** Excerpt provided **
I think this is related to the problem I have been having and noted in the "Wall thickness below STL thickness" thread. I have been able to get what I want with Slic3r. I hope that this is something that the Creator folks will be working on soon. I don't want to have to use Slic3r every time I have an object with thin walls.
I'm having the same problem of not getting a watertight top cap when printing in the high quality setting. I am familiar with the narrow wall problem, as RepG has the same inability to deal with thin walls. The work around for that is the same, set shell number to one and up your fill. Also design with this in mind. I've made a model that had a series of walls where each wall was thinner than its neighbor by .2mm. I then printed these with different extrusion widths and wall numbers to see what an ideal design, FFF combo works .
All this being said I still haven't gotten a nice top surface on anything yet using high resolution settings. This should be the simplest of fixes, and I haven't won yet......
As explained before there isn't room for 3 walls in that section so it only prints 2 and and leaves a gap. This is mostly user error in not understanding the software. To help these people I would maybe suggest a software option to reduce the number of walls around a top section. For the people who want a solution now, you have a couple options to how you can fix it.
1- Print with fewer walls and a higher infill. Your parts will usually come out nicer. I usually print around 50%infill with 3 tops, 2-3 bottoms, and 1 wall. Prints come out great and are plenty strong.

** Information provided **
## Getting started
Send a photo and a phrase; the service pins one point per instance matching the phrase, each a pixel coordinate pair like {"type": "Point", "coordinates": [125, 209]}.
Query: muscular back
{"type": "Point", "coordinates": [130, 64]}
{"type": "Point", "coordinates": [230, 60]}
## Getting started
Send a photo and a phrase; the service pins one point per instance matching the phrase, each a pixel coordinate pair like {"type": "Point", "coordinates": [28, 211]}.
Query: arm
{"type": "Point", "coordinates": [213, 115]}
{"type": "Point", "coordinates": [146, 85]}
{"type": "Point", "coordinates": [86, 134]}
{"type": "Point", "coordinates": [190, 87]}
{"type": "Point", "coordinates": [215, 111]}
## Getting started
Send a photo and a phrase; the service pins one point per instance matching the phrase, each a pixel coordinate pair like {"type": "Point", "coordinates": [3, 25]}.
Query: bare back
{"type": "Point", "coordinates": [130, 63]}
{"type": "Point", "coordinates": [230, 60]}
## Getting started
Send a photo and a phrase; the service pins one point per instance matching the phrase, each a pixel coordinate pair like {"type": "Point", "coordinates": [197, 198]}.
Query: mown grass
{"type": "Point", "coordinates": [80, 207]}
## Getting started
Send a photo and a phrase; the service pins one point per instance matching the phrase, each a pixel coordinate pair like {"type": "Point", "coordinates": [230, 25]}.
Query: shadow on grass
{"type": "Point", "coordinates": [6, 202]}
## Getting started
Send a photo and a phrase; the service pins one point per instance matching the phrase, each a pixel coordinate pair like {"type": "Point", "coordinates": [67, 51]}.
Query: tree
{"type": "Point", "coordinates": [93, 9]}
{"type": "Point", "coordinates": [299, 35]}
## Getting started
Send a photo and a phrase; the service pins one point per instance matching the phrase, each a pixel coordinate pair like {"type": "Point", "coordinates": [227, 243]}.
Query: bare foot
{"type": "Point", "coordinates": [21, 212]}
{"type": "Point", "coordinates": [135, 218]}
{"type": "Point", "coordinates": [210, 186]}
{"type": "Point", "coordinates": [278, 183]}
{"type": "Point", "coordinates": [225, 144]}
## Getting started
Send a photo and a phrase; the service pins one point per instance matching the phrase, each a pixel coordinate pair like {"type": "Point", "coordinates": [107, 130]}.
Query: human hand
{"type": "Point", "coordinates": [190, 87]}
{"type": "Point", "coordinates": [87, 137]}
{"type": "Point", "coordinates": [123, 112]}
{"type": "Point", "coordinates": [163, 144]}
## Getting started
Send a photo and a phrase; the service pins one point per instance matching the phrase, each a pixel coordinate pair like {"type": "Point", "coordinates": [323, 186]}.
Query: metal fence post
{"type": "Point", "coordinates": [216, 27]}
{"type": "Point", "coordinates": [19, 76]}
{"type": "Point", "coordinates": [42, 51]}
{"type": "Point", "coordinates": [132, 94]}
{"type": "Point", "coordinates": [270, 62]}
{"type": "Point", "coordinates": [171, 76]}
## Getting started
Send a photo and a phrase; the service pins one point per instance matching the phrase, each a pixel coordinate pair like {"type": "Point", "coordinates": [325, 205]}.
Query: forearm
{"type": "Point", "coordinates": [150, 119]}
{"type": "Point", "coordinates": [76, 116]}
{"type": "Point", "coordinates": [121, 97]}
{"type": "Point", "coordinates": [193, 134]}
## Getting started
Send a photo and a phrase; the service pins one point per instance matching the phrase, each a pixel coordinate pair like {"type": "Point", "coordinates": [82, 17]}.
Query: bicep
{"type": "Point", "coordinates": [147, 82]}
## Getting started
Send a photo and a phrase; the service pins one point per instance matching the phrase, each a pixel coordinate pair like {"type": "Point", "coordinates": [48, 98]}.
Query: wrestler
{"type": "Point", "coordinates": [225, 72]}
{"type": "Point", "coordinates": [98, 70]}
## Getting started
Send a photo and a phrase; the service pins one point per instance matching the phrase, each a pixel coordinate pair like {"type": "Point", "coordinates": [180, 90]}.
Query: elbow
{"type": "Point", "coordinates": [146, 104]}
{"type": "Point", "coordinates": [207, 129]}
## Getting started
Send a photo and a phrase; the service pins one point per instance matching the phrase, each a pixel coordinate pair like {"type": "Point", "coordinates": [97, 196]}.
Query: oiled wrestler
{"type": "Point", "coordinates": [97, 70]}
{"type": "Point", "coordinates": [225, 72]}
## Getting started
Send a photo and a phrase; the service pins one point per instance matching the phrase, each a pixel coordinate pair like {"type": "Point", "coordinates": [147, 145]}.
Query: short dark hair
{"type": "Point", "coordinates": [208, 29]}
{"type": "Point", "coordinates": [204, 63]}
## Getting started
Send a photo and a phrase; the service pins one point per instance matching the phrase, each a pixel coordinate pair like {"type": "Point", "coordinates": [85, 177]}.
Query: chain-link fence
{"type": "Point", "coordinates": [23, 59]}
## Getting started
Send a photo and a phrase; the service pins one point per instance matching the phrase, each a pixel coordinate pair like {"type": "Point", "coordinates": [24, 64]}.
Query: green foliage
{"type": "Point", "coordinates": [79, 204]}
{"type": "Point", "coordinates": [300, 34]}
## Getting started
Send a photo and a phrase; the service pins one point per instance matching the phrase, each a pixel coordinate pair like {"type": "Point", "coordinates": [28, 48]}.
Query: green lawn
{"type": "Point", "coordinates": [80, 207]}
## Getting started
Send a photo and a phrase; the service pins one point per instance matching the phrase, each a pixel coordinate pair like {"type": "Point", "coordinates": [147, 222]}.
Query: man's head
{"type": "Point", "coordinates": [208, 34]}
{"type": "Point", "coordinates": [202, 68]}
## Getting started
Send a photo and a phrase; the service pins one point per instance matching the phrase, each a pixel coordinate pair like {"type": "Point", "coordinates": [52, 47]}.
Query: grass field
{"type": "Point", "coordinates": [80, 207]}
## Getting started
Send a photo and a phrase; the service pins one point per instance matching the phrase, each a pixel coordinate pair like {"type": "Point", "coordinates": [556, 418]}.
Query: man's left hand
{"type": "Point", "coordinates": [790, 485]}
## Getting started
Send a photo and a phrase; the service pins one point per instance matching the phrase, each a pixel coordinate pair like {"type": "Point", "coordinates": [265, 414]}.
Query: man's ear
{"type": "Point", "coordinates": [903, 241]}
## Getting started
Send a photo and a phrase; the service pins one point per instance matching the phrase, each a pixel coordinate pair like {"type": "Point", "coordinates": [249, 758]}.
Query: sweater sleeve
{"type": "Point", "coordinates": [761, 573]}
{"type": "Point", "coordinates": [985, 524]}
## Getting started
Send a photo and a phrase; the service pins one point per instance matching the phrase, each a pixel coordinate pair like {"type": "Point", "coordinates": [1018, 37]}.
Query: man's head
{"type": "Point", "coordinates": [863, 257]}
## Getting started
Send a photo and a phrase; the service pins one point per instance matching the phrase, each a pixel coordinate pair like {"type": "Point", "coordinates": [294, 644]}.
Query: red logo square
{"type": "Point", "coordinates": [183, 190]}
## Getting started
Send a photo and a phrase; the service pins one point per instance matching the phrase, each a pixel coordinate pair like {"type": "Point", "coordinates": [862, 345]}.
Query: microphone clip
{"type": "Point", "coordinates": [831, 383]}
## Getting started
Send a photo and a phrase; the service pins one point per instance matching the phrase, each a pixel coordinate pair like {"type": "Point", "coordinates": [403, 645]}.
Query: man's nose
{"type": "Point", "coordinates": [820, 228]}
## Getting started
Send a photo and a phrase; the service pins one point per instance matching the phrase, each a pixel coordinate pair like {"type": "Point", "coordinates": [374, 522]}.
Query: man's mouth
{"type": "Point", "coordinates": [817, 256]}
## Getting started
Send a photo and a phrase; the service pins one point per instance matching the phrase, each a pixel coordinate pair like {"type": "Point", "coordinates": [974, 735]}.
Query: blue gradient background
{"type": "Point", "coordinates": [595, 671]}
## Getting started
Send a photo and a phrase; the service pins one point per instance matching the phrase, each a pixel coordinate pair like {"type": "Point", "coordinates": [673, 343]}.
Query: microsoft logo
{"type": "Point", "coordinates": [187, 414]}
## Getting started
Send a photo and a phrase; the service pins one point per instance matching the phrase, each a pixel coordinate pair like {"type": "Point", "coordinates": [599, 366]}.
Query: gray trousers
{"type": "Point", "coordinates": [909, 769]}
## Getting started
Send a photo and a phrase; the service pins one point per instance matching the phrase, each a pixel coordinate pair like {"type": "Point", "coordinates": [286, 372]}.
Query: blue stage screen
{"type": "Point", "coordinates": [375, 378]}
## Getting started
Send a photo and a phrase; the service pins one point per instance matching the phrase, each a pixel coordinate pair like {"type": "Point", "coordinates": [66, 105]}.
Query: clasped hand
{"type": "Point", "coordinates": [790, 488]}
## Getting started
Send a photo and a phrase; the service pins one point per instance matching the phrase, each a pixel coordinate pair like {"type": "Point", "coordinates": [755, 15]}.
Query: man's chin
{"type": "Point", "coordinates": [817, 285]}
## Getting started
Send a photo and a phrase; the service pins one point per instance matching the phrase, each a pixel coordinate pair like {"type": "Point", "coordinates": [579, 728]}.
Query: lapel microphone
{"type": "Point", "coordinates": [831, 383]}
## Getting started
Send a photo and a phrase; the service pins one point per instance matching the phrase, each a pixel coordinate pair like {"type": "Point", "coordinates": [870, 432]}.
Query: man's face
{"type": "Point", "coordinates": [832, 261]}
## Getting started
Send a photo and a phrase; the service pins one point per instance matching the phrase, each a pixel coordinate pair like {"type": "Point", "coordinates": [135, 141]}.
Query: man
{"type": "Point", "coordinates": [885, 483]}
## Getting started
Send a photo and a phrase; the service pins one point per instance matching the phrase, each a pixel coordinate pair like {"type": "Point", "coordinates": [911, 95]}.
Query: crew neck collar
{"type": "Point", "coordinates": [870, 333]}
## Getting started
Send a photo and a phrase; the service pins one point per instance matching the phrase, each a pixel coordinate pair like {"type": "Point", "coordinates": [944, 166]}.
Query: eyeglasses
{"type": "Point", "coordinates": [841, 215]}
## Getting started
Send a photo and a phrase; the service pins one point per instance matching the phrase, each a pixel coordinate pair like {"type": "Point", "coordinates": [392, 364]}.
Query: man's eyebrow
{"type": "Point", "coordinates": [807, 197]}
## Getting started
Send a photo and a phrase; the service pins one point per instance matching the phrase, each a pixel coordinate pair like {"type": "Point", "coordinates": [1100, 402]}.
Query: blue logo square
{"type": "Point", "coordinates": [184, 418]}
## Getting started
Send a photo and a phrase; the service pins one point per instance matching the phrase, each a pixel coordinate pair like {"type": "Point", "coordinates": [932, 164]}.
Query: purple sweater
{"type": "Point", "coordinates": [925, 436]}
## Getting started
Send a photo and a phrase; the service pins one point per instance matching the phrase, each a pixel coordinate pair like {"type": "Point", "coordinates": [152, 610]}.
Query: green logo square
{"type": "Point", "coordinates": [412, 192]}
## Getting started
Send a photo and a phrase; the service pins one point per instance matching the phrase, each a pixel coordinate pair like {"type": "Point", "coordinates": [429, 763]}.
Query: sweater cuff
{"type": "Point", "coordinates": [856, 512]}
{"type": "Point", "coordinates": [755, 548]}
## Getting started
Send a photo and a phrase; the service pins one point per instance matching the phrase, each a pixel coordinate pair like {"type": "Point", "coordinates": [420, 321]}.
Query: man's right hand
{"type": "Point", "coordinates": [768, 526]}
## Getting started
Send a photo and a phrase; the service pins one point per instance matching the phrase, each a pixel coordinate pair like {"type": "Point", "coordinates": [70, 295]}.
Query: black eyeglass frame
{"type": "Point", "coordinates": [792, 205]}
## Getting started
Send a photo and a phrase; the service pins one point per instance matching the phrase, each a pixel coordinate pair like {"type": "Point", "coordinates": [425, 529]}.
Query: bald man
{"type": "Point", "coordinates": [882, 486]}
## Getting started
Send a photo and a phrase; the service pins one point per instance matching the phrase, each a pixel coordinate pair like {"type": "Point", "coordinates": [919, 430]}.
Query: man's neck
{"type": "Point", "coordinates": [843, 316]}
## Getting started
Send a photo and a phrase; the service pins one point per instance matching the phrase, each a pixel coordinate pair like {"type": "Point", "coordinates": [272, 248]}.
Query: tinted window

** Assignment **
Continue the forum discussion above about thin walls and gaps in 3D-printed top surfaces, starting right after its last sentence.

** Answer for the task **
2- Use multiple profiles for different sections of the print. If you still want 3 walls you could print with multiple profiles to achieve nice filled top sections. Use the Cross section tool to determine where your tops are. Use the Stop printing function in the Other tab, enter in 3x layer the layer thickness below a top layer(i.e. If your top is at 10mm and your layer height is .15, you would enter in 9.55mm. Create a new profile with 1 wall and use the Start Printing box to start at the point where your last profile stopped(9.55mm). Also your 3 wall profile doesn't need a top or you will have 4 solid layers in a row. You can repeat this process if your object has multiple Top areas.
Can you post a picture of your top. It would help to diagnose it a little.
Also one other thing I adjust from stock settings that helps with caps is the "Outline Overlap" in the infill tab. I am usually print around 15-18%. The stock setting is 5 and it doesnt really push the infill into the perimeter as tight as I liked.
Are you using Kaink's 15-18% adjustment, or the 5% default, or ??? Other details on material, settings, etc? Nice print! My top surfaces are still just a tad rough -- I'm using 20% infill and 3 top layers.